Hervey Bay Presbyterian Church

Growing in the knowledge of the Gospel of Jesus Christ

Bible Readings

  • Psalm 119:129-136
  • Colossians 1:9-14

Introduction

Dear friends in the Lord, Jesus Christ,

Last week we commenced a series of sermons from Paul’s letter to the Colossians.  This series goes under the title, United with Jesus Christ. 

Last week the message was about the Gospel of Jesus Christ.  We looked at what the Gospel is about, how we hear the word through God’s messengers, and we heard about the effect of the Gospel on those who believe it.  The Gospel is about Christ and the salvation He gives to those who hear and accept it.  Faith comes by hearing the message, and we hear the message through the Word of Christ. The effect is that people are saved and changed to live for the glory of Christ by loving one another as He loved is.

We would be delighted if we know only this is happening in our congregation, and of course all over the world.  

However, it seems as if Paul knows these things are the foundation and not the building.  Faith in Christ, adhering to the Gospel, loving and caring for one another, and providing for God’s messengers to keep proclaiming the Gospel is essential, but it is not comprehensive.  These things are the first steps for every Christian and church, but that’s only where the mission starts.

[Detection annotation rows]
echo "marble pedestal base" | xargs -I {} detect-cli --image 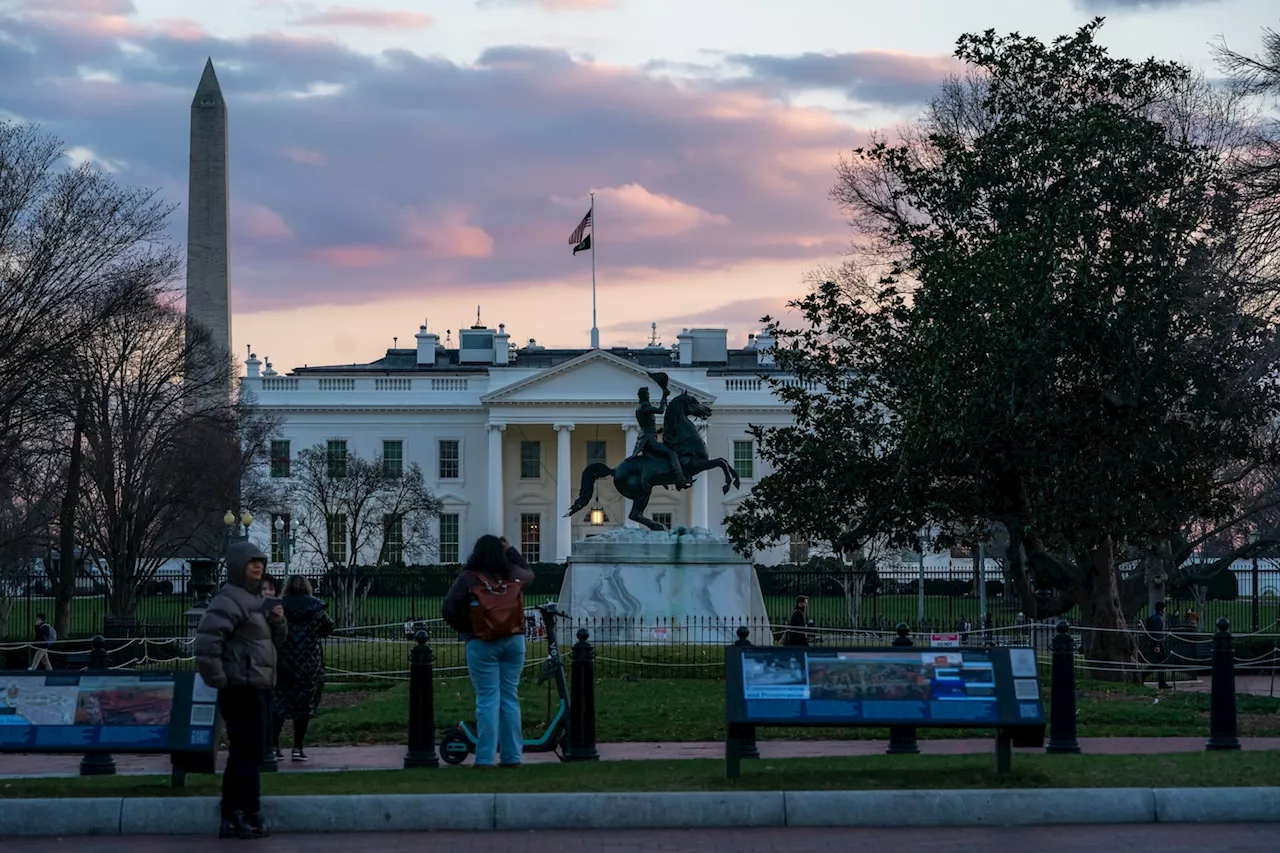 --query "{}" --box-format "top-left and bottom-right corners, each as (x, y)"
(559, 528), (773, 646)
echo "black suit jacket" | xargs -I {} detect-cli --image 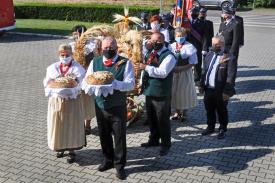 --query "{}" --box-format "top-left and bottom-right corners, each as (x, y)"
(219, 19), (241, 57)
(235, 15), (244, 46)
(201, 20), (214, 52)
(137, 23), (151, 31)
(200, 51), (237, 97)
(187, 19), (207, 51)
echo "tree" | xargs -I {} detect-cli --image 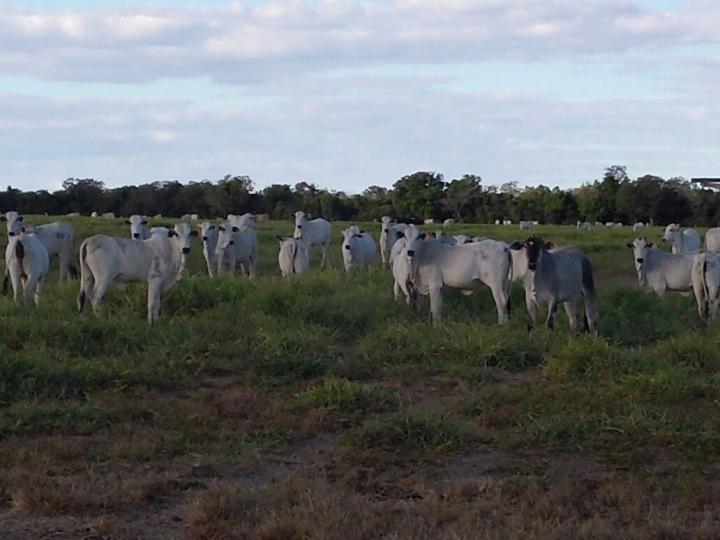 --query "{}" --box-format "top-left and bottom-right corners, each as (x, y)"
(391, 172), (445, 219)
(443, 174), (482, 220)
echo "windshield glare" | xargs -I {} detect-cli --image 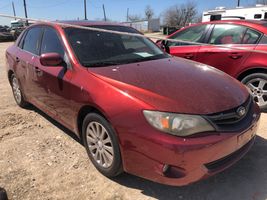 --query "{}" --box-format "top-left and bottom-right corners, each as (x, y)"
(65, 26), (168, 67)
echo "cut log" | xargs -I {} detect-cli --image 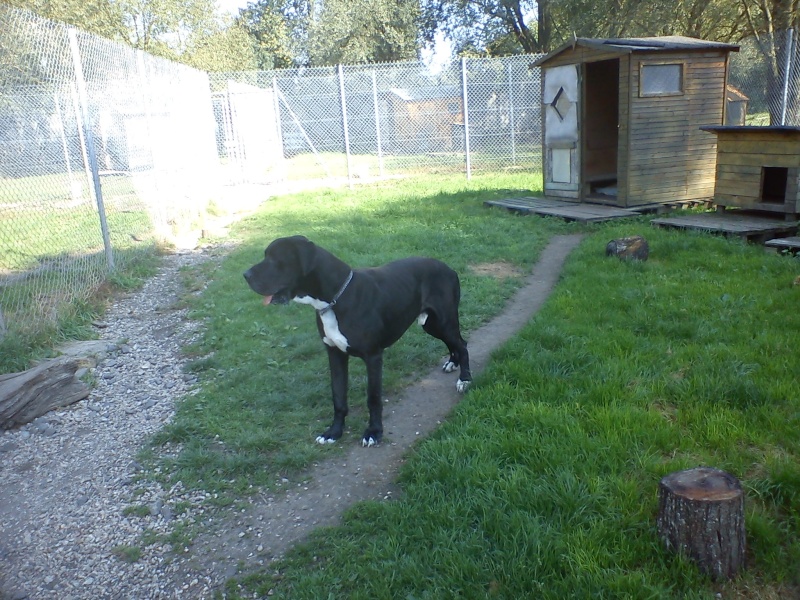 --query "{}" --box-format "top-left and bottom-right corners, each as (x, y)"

# Goals
A - Summarize the sermon excerpt in two sentences.
B - List the four things that the sermon excerpt calls essential but not comprehensive.
C - Carry the sermon excerpt on from its final sentence.
These rows were drawn from a separate source and have no connection to the sermon excerpt.

# Answers for this exercise
A - Continuing a series on Paul's letter to the Colossians titled United with Jesus Christ, the preacher recalls last week's message: the Gospel is about Christ and His salvation, faith comes by hearing the Word of Christ, and believers are changed to live for His glory by loving one another. Yet Paul appears to see these things as the foundation rather than the building, essential first steps where the mission only begins.

B -
- Faith in Christ
- Adhering to the Gospel
- Loving and caring for one another
- Providing for God's messengers to keep proclaiming the Gospel

C -
The basis of Paul’s prayer

Paul was repeatedly and steadfastly praying, for growth in the knowledge of the Gospel of Jesus Christ. Because he had heard from Epaphras that the Colossians heard, received and understood the Gospel and that they grasped the basics of it by loving one another, Paul wanted them to know that he is praying for what is essential to advance in their faith as a congregation of Christ. This prayer we desperately need to pray for ourselves, for our fellow Christians, and for the church of Jesus Christ all over the world.

Too quickly do we stop interceding for others when we hear that they received Christ and the message of the Gospel.  Seldomly do we make it our prayer for the church to grow in its knowledge of the Gospel. If this is not happening, if we stay immature Christian babies, we will be ineffective in our mission into the world.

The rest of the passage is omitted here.